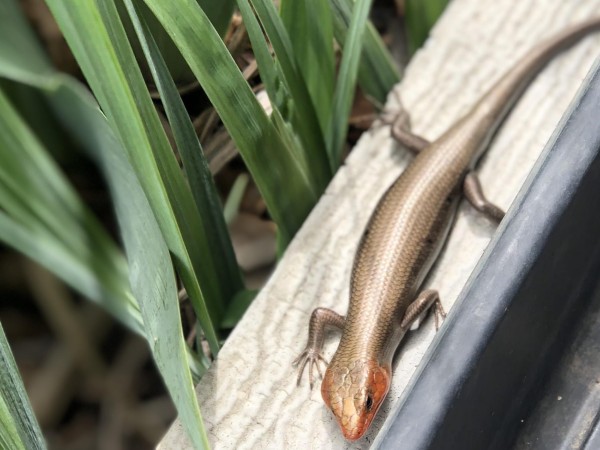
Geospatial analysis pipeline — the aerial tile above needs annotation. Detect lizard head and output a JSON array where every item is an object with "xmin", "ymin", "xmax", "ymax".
[{"xmin": 321, "ymin": 359, "xmax": 391, "ymax": 441}]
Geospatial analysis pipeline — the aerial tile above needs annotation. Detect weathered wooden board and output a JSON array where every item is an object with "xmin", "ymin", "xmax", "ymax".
[{"xmin": 159, "ymin": 0, "xmax": 600, "ymax": 449}]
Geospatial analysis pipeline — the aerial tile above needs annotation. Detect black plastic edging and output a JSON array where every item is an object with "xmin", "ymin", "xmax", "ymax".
[{"xmin": 377, "ymin": 58, "xmax": 600, "ymax": 450}]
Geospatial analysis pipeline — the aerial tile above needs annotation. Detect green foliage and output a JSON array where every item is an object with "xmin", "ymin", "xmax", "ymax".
[
  {"xmin": 0, "ymin": 324, "xmax": 46, "ymax": 450},
  {"xmin": 0, "ymin": 0, "xmax": 440, "ymax": 448},
  {"xmin": 405, "ymin": 0, "xmax": 448, "ymax": 54}
]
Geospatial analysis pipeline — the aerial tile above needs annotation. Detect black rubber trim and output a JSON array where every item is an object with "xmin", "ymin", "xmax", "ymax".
[{"xmin": 377, "ymin": 59, "xmax": 600, "ymax": 450}]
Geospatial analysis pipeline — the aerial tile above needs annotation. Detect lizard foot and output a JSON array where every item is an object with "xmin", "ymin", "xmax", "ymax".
[{"xmin": 292, "ymin": 347, "xmax": 329, "ymax": 390}]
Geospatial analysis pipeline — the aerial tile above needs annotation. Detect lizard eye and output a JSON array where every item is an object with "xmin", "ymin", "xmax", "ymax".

=======

> [Given request] Reproduce the lines of the listing above without any change, starting at the line that contains "annotation. Detect green" and ending with the final line of the listing.

> [Exercise result]
Geospatial analysis pipeline — the aerial tile above needs annotation. Detect green foliage and output a JSON array where every item is an object with "xmin", "ymin", "xmax", "ymax".
[
  {"xmin": 0, "ymin": 324, "xmax": 46, "ymax": 450},
  {"xmin": 0, "ymin": 0, "xmax": 440, "ymax": 448},
  {"xmin": 405, "ymin": 0, "xmax": 448, "ymax": 54}
]
Geospatial analysis pipeline — the aerial tile above needs annotation. Detect black rubber trim and output a JSON array where every item is an object with "xmin", "ymin", "xmax", "ymax".
[{"xmin": 377, "ymin": 59, "xmax": 600, "ymax": 450}]
Geospatial analysis pipeline — the aerial tile above needs annotation. Detect lizard foot and output a JSON array where every item is an object with "xmin", "ymin", "xmax", "ymax".
[{"xmin": 292, "ymin": 347, "xmax": 329, "ymax": 390}]
Geospatial analysis pipeline — the aerial tile above needs annotation. Detect lizard eye and output a JSON array where every item is an object with "xmin", "ymin", "xmax", "ymax".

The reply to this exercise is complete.